◆ TASK DESCRIPTION ◆
Convert all of the records below into a Markdown table with the columns Row and Line, giving each nonblank line its own numbered row and omitting blank lines.

* START RECORDS SHOWN *

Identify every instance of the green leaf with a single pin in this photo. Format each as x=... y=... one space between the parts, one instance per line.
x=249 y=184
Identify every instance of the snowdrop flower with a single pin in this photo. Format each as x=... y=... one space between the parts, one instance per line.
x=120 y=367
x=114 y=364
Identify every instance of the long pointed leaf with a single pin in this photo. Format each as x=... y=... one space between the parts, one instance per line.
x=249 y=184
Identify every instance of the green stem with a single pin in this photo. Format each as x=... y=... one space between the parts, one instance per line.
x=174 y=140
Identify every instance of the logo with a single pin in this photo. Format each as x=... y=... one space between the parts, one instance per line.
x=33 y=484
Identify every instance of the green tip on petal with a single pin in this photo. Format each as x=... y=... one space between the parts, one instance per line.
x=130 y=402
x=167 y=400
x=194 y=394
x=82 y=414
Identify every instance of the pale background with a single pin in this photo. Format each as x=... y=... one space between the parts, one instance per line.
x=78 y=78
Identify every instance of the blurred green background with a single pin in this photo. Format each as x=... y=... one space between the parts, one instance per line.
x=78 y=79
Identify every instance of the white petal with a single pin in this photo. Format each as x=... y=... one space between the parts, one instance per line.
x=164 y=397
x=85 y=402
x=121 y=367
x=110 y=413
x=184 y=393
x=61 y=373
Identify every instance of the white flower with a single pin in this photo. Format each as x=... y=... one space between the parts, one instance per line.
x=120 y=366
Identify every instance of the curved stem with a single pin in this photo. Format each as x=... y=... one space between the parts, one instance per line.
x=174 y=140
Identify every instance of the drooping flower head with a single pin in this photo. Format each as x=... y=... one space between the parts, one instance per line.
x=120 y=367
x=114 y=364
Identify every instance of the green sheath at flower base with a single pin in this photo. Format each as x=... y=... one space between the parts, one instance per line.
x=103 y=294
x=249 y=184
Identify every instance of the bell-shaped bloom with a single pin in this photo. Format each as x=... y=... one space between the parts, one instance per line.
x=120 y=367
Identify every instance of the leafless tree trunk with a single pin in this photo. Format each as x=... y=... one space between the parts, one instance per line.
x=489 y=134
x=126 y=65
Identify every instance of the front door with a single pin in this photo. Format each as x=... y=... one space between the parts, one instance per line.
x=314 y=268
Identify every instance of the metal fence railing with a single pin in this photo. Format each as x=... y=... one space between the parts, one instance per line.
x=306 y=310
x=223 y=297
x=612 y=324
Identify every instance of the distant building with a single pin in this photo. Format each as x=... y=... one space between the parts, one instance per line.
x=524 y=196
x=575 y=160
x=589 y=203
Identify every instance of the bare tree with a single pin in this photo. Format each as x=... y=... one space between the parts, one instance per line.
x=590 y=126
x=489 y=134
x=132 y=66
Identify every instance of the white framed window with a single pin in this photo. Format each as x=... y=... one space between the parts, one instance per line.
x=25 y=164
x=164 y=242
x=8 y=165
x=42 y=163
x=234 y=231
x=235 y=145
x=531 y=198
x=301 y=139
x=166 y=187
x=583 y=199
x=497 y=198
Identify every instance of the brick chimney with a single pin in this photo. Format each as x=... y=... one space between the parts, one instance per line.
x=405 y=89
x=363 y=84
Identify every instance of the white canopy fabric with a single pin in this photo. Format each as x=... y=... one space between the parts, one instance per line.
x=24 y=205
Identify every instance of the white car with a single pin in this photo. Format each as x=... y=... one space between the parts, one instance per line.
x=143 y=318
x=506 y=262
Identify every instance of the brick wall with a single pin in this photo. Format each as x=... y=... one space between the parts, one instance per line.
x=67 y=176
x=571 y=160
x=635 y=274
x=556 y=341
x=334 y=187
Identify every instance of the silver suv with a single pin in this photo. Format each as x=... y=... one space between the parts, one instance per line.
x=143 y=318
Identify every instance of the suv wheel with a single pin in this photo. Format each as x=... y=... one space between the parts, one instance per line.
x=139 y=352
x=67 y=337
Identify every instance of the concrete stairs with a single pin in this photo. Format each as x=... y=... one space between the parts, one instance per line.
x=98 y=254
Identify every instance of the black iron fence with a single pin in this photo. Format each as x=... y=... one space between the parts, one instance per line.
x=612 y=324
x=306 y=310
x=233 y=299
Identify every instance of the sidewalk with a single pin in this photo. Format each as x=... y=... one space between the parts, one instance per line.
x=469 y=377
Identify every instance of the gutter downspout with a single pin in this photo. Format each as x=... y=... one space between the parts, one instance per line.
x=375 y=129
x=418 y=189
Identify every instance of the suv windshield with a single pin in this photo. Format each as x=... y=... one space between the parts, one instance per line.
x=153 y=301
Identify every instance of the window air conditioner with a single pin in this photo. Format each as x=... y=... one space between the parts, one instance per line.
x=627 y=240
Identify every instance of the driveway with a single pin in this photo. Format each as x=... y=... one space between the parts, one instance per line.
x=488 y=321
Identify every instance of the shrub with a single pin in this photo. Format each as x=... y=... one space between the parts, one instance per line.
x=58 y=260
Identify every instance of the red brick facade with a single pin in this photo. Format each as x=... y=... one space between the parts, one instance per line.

* END RECORDS SHOWN *

◆ CORRECT RESPONSE ◆
| Row | Line |
|---|---|
| 1 | Identify every instance of the green leaf with a single pin in this photo. Format each as x=... y=... one space between the parts, one instance per line. |
| 2 | x=249 y=184 |
| 3 | Identify every instance of the snowdrop flower with a single pin in this photo. Format each as x=... y=... one space between the parts, one instance per line. |
| 4 | x=120 y=367 |
| 5 | x=114 y=364 |
| 6 | Identify every instance of the long pointed leaf with a single pin in this photo. Format each as x=... y=... one space between the parts, one instance per line. |
| 7 | x=249 y=184 |
| 8 | Identify every instance of the green stem with a single pin in this photo. Format each as x=... y=... one space between the parts, one instance per line. |
| 9 | x=174 y=140 |
| 10 | Identify every instance of the logo with a single pin in this photo. Format each as x=... y=... one space between the parts, one instance per line. |
| 11 | x=33 y=484 |
| 12 | Identify every instance of the green tip on petal with a single pin in this photo. Format each as x=... y=... one space between the parts, one instance per line. |
| 13 | x=130 y=402 |
| 14 | x=167 y=400 |
| 15 | x=194 y=394 |
| 16 | x=82 y=414 |
| 17 | Identify every instance of the pale background with a single pin in this photo. Format each as x=... y=... one space between the parts, one instance per line. |
| 18 | x=78 y=78 |
| 19 | Identify every instance of the blurred green background with a single pin in this photo. Format each as x=... y=... one space between the parts, one instance per line. |
| 20 | x=78 y=79 |
| 21 | Identify every instance of the white petal with a single pin in this photo. Format each as x=... y=... one space between the parts, one instance per line. |
| 22 | x=164 y=397 |
| 23 | x=85 y=402 |
| 24 | x=121 y=367 |
| 25 | x=110 y=413 |
| 26 | x=184 y=393 |
| 27 | x=61 y=373 |
| 28 | Identify every instance of the white flower with a single pin in this photo. Format each as x=... y=... one space between the parts, one instance per line. |
| 29 | x=120 y=366 |
| 30 | Identify every instance of the curved stem with a single pin in this photo. Format each as x=... y=... one space between the parts, one instance per line. |
| 31 | x=174 y=140 |
| 32 | Identify every instance of the drooping flower head with a single pin in this photo. Format each as x=... y=... one space between the parts, one instance per line. |
| 33 | x=120 y=367 |
| 34 | x=114 y=364 |
| 35 | Identify every instance of the green sheath at flower base with a single pin in this photo. Format each as x=... y=... one space between the parts, one instance per line. |
| 36 | x=103 y=294 |
| 37 | x=249 y=184 |
| 38 | Identify every instance of the bell-shaped bloom with a single pin in this photo. Format each as x=... y=... one space between the parts, one instance per line. |
| 39 | x=120 y=367 |
| 40 | Identify every instance of the leafless tree trunk with a single pin in this photo. Format each as x=... y=... one space between the parts, one instance per line. |
| 41 | x=489 y=134 |
| 42 | x=126 y=65 |
| 43 | Identify every instance of the front door with a single pin in this photo. Format each as x=... y=... one space between the parts, one instance per line. |
| 44 | x=314 y=268 |
| 45 | Identify every instance of the metal fence railing with a single pin in this photo. Format each as x=... y=... one space between the parts, one instance per line. |
| 46 | x=306 y=310 |
| 47 | x=223 y=297 |
| 48 | x=612 y=324 |
| 49 | Identify every instance of the distant building with a single pin in this photo. Format each as x=... y=... one space between the parts, one instance per line. |
| 50 | x=524 y=196 |
| 51 | x=575 y=160 |
| 52 | x=589 y=203 |
| 53 | Identify every instance of the bare tree with a single pin in this photo. Format each as x=... y=... one space between the parts, one instance per line. |
| 54 | x=590 y=126 |
| 55 | x=489 y=134 |
| 56 | x=132 y=66 |
| 57 | Identify every instance of the white framed window with a single pin in this photo. Format each as x=... y=... one space between the parts, one instance per line. |
| 58 | x=25 y=164 |
| 59 | x=164 y=242 |
| 60 | x=8 y=165 |
| 61 | x=42 y=163 |
| 62 | x=234 y=231 |
| 63 | x=235 y=145 |
| 64 | x=531 y=198 |
| 65 | x=301 y=139 |
| 66 | x=166 y=187 |
| 67 | x=583 y=199 |
| 68 | x=497 y=198 |
| 69 | Identify every instance of the brick chimney with a single pin in this photo. Format each as x=... y=... one space between the parts, one instance per line. |
| 70 | x=405 y=89 |
| 71 | x=363 y=84 |
| 72 | Identify every instance of the white canopy fabric with a single pin in this photo. Format each as x=... y=... one space between the parts, one instance per line. |
| 73 | x=24 y=205 |
| 74 | Identify every instance of the white car with a single pin in this photo. Format each as x=... y=... one space between the parts, one instance per line. |
| 75 | x=143 y=318 |
| 76 | x=506 y=262 |
| 77 | Identify every instance of the brick wall with a single pin in this photo. Format each as x=... y=... one space between the parts, one instance per line. |
| 78 | x=67 y=176 |
| 79 | x=571 y=160 |
| 80 | x=635 y=274 |
| 81 | x=556 y=341 |
| 82 | x=334 y=187 |
| 83 | Identify every instance of the silver suv with a single pin in this photo. Format each as x=... y=... one space between the parts, one instance per line. |
| 84 | x=143 y=318 |
| 85 | Identify every instance of the suv wheel with a single pin in this photo. Format each as x=... y=... one space between the parts, one instance per line. |
| 86 | x=139 y=352 |
| 87 | x=67 y=337 |
| 88 | Identify every instance of the concrete stairs with a single pin in this photo. Format each as x=... y=... one space between the parts, one instance per line. |
| 89 | x=98 y=254 |
| 90 | Identify every instance of the black iron fence with a single pin in this photo. Format each as x=... y=... one space between the parts, one instance per line. |
| 91 | x=612 y=324 |
| 92 | x=306 y=310 |
| 93 | x=233 y=299 |
| 94 | Identify every instance of the sidewalk with a single pin in this photo. Format each as x=... y=... one space between the parts, one instance per line. |
| 95 | x=469 y=377 |
| 96 | Identify every instance of the gutter downspout with a single pin in this photo. Format each as x=... y=... one space between the parts, one instance per line. |
| 97 | x=375 y=129 |
| 98 | x=418 y=189 |
| 99 | Identify every instance of the suv windshield with a single pin in this photo. Format each as x=... y=... one space between the parts, one instance per line. |
| 100 | x=153 y=301 |
| 101 | Identify every instance of the window air conditioner with a single pin in this photo. Format each as x=... y=... one space between the parts, one instance per line. |
| 102 | x=627 y=240 |
| 103 | Identify every instance of the driveway with a single pin in this photo. Format each as x=... y=... one space between the parts, one instance per line. |
| 104 | x=488 y=321 |
| 105 | Identify every instance of the shrub with a single pin in this photo. Format each as x=... y=... one space between the parts, one instance per line. |
| 106 | x=58 y=260 |
| 107 | Identify every instance of the red brick facade with a single pin in this photo. Format each as x=... y=... one space between the parts, one instance per line. |